## start

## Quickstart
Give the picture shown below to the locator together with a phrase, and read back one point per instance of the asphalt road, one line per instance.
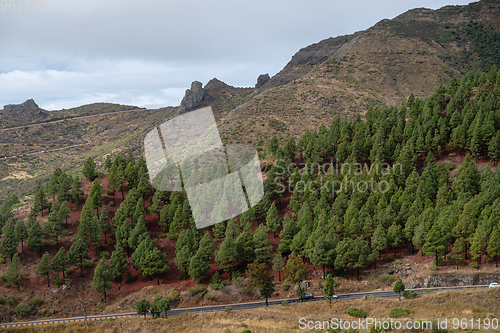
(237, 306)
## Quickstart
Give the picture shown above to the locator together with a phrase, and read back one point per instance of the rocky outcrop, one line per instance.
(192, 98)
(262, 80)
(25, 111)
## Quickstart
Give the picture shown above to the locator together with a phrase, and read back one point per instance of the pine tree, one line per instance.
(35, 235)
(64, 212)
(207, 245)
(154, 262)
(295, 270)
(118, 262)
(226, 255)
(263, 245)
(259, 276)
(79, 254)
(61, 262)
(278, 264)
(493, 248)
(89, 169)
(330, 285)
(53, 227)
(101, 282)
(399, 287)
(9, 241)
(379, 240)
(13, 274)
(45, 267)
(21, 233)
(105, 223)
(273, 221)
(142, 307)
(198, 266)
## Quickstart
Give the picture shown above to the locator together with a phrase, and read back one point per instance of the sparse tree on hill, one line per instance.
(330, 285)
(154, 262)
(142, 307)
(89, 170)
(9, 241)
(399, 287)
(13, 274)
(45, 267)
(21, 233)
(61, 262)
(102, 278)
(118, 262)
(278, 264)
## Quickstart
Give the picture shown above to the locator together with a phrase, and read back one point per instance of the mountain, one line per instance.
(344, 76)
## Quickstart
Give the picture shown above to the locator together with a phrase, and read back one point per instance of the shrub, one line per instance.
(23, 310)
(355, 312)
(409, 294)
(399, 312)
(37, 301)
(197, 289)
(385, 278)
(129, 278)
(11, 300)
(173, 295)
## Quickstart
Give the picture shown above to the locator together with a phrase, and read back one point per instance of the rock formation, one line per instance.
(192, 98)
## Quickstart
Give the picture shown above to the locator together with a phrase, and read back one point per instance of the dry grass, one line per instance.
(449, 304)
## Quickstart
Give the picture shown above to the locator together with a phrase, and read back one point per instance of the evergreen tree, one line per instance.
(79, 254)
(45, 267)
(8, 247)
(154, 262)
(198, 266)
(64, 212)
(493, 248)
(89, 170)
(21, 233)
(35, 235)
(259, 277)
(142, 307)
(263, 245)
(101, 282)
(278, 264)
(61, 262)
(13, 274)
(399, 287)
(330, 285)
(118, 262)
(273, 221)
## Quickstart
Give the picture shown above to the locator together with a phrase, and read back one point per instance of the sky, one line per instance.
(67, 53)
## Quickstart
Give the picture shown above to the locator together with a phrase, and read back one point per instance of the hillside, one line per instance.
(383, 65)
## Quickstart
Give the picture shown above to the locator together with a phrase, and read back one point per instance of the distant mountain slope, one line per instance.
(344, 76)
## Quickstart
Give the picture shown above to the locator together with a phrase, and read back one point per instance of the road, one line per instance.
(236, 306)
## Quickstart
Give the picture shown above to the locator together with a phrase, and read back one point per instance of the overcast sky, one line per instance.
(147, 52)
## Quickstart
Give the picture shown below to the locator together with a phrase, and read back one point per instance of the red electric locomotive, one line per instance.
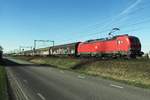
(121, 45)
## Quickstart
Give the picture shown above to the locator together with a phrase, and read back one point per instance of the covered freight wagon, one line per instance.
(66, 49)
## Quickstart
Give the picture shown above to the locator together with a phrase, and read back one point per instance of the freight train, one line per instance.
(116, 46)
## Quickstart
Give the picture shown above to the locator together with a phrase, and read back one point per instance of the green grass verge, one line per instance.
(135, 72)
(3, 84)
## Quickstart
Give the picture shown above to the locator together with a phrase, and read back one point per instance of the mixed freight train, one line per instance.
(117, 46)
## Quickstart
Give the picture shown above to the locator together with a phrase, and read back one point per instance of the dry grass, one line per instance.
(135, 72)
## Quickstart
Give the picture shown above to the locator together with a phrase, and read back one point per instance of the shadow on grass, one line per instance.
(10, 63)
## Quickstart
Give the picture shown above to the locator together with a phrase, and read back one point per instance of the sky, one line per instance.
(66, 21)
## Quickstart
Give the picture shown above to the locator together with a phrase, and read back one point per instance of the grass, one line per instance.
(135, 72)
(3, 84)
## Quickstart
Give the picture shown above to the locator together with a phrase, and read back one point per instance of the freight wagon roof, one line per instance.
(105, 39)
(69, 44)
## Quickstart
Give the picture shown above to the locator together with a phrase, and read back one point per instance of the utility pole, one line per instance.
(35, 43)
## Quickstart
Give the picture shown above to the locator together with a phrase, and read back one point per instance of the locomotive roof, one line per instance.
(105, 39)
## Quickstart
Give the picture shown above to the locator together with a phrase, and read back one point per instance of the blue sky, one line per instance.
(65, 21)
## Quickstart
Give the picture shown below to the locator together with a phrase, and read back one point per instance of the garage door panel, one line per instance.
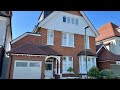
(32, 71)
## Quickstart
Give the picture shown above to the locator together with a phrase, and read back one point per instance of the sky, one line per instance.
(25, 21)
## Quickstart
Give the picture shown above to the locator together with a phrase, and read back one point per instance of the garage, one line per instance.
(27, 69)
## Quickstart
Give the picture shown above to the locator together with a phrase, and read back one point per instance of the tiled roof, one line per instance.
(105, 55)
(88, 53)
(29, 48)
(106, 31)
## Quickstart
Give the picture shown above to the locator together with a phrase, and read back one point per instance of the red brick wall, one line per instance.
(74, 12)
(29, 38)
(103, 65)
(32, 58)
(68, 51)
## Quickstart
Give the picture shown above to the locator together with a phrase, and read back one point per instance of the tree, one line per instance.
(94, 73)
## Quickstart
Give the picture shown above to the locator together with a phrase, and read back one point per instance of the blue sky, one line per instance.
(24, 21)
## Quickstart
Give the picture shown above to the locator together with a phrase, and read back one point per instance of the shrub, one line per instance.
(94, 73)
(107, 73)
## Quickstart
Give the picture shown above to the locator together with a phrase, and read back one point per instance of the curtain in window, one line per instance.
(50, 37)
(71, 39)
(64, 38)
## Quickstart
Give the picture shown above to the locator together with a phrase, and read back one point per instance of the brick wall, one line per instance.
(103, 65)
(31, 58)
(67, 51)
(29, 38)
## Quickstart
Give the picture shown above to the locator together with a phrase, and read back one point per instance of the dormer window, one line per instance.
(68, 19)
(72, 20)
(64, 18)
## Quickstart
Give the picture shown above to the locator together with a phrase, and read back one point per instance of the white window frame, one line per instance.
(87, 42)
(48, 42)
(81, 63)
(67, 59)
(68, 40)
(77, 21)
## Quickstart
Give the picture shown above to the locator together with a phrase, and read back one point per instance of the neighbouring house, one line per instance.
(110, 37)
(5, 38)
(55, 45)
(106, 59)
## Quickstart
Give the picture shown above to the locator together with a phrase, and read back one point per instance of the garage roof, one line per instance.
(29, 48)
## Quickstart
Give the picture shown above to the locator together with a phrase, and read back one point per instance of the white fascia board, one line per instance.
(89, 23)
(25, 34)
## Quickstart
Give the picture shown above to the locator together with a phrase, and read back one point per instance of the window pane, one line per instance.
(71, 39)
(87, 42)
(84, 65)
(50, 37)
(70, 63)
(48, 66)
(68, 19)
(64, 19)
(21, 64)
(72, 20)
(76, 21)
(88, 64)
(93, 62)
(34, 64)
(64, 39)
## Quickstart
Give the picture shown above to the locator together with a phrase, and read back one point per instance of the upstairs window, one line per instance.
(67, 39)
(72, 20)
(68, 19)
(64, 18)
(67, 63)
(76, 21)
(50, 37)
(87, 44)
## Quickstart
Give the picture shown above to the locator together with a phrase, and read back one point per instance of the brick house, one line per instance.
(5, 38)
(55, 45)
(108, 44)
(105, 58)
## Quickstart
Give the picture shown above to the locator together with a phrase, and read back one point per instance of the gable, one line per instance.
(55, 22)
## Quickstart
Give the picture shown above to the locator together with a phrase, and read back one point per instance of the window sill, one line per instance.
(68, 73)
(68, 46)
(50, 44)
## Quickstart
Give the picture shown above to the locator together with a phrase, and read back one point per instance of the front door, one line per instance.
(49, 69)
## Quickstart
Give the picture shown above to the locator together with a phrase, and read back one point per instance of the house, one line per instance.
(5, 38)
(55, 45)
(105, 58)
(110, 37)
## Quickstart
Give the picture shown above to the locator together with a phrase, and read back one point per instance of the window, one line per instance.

## end

What needs to be done: Gather every line in the entries above that contains the string "tree", matching case exactly.

Result of the task:
Give the picture shown above to the locator together with a phrase, and read back one point per instance of the pine tree, one line per instance.
Give the picture shown above to the locator together with a phrase, and read back one point per instance of the sparse tree on hill, one line per instance.
Give the picture shown above to the locator together with a phrase, and read back one point per instance of the evergreen tree, one line per instance.
Give the picture shown above to the locator together with a phrase, and read back one point per instance of the tree, one line per instance.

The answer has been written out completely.